**Goal 1**
Recast everything in the listing below as a numbered list, from the line containing "locate: green foliage" down to the listing's final line, both included, with blank lines left out.

**Extract provided**

□ □ □

Note, however, that these two types of deployments require somewhat different architectures, as discussed below.
Key architectural distinctions
Both the cloud and private data center architectures use multiple geographical regions that are hosted within a single unit group. And in both types of environment, all of the unit pairs in a deployment are fully meshed with each other.
But the cloud deployment's ability to use Availability Zones makes its redundancy features more robust, as shown in the following table:
Deployment type | Redundancy type | Characteristics |
---|---|---|
Cloud | Availability Zones within regions | Multiple data centers in a small geographical area—can share a single Kubernetes cluster |
Private data center | Physically discrete data centers | Data centers cannot share a Kubernetes cluster |
Cloud architecture
One of the most important advantages of a cloud architecture is the enhanced redundancy through the use of Availability Zones (AZs). As discussed in the platform section of the private edition architecture page, an AZ is a discrete location within a region that is designed to operate independently from the other Availability Zones in that region. Because of this separation, any given Availability Zone is unlikely to be affected by failures in other Availability Zones.

□ □ □

**Given records**
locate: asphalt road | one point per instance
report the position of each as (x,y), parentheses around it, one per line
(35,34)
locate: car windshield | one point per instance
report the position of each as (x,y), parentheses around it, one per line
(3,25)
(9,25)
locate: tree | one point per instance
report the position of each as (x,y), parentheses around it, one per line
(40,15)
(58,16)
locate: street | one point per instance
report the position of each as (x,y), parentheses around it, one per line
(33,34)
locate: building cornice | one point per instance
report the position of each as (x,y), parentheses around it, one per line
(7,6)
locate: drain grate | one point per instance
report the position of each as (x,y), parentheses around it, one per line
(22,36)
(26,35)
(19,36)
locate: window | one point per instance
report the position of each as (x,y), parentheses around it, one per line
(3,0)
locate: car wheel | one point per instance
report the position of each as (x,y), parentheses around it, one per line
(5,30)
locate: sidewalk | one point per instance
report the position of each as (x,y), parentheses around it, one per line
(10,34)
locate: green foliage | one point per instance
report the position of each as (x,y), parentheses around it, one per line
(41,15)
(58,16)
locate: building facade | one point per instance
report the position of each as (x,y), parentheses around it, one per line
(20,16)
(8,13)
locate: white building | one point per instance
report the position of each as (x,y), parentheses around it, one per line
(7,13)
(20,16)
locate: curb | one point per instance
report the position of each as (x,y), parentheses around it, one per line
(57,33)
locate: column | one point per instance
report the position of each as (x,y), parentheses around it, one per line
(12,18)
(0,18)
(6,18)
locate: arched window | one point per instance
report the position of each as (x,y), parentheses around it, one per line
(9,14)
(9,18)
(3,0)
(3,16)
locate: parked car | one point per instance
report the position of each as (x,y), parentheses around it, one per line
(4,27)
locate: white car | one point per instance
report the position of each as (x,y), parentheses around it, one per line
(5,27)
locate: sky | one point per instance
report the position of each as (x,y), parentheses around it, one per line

□ □ □

**Goal 2**
Copy out the entire passage on cloud and private data center deployment architectures above, word for word.

**Task solution 1**
1. locate: green foliage | one point per instance
2. report the position of each as (x,y), parentheses around it, one per line
3. (41,15)
4. (58,16)
5. locate: building facade | one point per instance
6. report the position of each as (x,y), parentheses around it, one per line
7. (20,16)
8. (8,13)
9. locate: white building | one point per instance
10. report the position of each as (x,y), parentheses around it, one per line
11. (7,13)
12. (20,16)
13. locate: curb | one point per instance
14. report the position of each as (x,y), parentheses around it, one per line
15. (57,33)
16. locate: column | one point per instance
17. report the position of each as (x,y), parentheses around it, one per line
18. (12,18)
19. (0,18)
20. (6,18)
21. locate: arched window | one point per instance
22. report the position of each as (x,y), parentheses around it, one per line
23. (9,14)
24. (9,18)
25. (3,0)
26. (3,16)
27. locate: parked car | one point per instance
28. report the position of each as (x,y), parentheses around it, one per line
29. (4,27)
30. locate: white car | one point per instance
31. report the position of each as (x,y), parentheses around it, one per line
32. (5,27)
33. locate: sky | one point per instance
34. report the position of each as (x,y), parentheses around it, one per line

**Task solution 2**
Note, however, that these two types of deployments require somewhat different architectures, as discussed below.
Key architectural distinctions
Both the cloud and private data center architectures use multiple geographical regions that are hosted within a single unit group. And in both types of environment, all of the unit pairs in a deployment are fully meshed with each other.
But the cloud deployment's ability to use Availability Zones makes its redundancy features more robust, as shown in the following table:
Deployment type | Redundancy type | Characteristics |
---|---|---|
Cloud | Availability Zones within regions | Multiple data centers in a small geographical area—can share a single Kubernetes cluster |
Private data center | Physically discrete data centers | Data centers cannot share a Kubernetes cluster |
Cloud architecture
One of the most important advantages of a cloud architecture is the enhanced redundancy through the use of Availability Zones (AZs). As discussed in the platform section of the private edition architecture page, an AZ is a discrete location within a region that is designed to operate independently from the other Availability Zones in that region. Because of this separation, any given Availability Zone is unlikely to be affected by failures in other Availability Zones.